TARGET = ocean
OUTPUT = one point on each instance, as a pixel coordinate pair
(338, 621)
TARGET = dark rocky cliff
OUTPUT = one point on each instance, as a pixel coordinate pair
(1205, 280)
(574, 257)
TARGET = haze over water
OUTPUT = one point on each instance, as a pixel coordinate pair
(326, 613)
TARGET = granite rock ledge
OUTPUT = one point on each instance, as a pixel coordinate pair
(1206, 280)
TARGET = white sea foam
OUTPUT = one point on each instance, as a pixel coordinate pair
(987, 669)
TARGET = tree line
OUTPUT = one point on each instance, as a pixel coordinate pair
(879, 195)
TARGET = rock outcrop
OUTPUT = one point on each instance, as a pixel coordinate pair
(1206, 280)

- - -

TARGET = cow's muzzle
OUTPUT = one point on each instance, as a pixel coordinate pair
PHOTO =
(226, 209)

- - -

* **Work to do**: Count the lines in the records above that contain the string "TARGET", with case counting, and give only the number.

* **Correct output**: 8